• What you will do
Once the data has been read, restate all of it exactly.

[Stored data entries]
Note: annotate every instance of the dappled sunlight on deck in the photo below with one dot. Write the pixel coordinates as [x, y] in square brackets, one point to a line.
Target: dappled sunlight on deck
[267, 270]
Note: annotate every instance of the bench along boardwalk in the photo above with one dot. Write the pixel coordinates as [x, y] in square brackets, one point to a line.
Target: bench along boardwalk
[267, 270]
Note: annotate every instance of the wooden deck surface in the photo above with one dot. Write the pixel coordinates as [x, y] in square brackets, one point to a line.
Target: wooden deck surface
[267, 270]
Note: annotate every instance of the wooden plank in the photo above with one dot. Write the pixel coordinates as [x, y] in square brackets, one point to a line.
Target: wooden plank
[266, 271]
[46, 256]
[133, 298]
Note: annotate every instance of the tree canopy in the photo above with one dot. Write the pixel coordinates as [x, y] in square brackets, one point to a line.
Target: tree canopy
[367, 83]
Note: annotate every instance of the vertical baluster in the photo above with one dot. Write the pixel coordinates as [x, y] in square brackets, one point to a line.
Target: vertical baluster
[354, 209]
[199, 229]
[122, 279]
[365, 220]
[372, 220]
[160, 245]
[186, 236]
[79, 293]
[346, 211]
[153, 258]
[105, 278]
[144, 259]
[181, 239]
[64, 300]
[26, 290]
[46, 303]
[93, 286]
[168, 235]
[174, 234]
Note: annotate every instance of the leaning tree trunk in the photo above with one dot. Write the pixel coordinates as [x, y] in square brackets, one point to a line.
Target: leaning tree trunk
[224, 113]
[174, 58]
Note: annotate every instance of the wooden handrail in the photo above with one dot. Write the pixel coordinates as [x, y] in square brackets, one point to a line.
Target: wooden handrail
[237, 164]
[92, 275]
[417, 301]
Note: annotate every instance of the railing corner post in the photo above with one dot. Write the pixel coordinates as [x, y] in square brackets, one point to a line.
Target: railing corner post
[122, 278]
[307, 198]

• Answer for the task
Note: annotate every instance of the dappled sunlight on deck in the photo below with one dot. Write the pixel coordinates as [x, y] in square brackets, one point to a line.
Target: dappled sunlight on deck
[267, 270]
Note: annotate every instance of the bench along boardwalk in the photo above with one dot. Write the pixel coordinates as [x, y] in square brackets, one point to a line.
Target: bench along boardwalk
[267, 270]
Note: annotate every instance of the wooden deck surface in the photo above with one dot. Write the pixel coordinates as [x, y] in square brackets, one point to a line.
Target: wooden deck surface
[267, 270]
Note: annotate every instance of the wooden plank in the photo above with one dot. Write the pixel coordinates as [x, y] in square brackets, one point to a line.
Target: wooden plank
[266, 271]
[46, 256]
[133, 298]
Note: annotate every instance of the tree canopy in the photo above with one dot. Write the pixel coordinates as [x, y] in square brackets, one point to a line.
Target: tree canopy
[367, 83]
Note: annotate every instance of the vertical baluster in the photo above with one dot. Write the pixel coordinates as [x, y] in square brackets, one point to a line.
Target: vertical baluster
[354, 209]
[199, 229]
[122, 279]
[365, 220]
[372, 220]
[160, 245]
[186, 236]
[79, 293]
[346, 211]
[153, 258]
[105, 278]
[144, 259]
[181, 239]
[64, 300]
[26, 290]
[46, 303]
[93, 286]
[168, 235]
[174, 234]
Note: annotate every instance of the leaning tree trunk in the photo above with one dot. Write the pixel coordinates as [x, y] in square brackets, one point to a line.
Target: leaning tree trunk
[224, 113]
[174, 58]
Note: annotate every instance of the wooden handrail in the photo above with one dot. Write the pixel coordinates as [x, y] in square brackets, one point to a line.
Target: wooden handrail
[237, 164]
[92, 275]
[417, 301]
Note: annotate every instance of the railing corner post in the photo above with one dot. Write the pixel coordinates as [x, y] in square brackets, one point to a line.
Target: railing corner post
[122, 278]
[307, 198]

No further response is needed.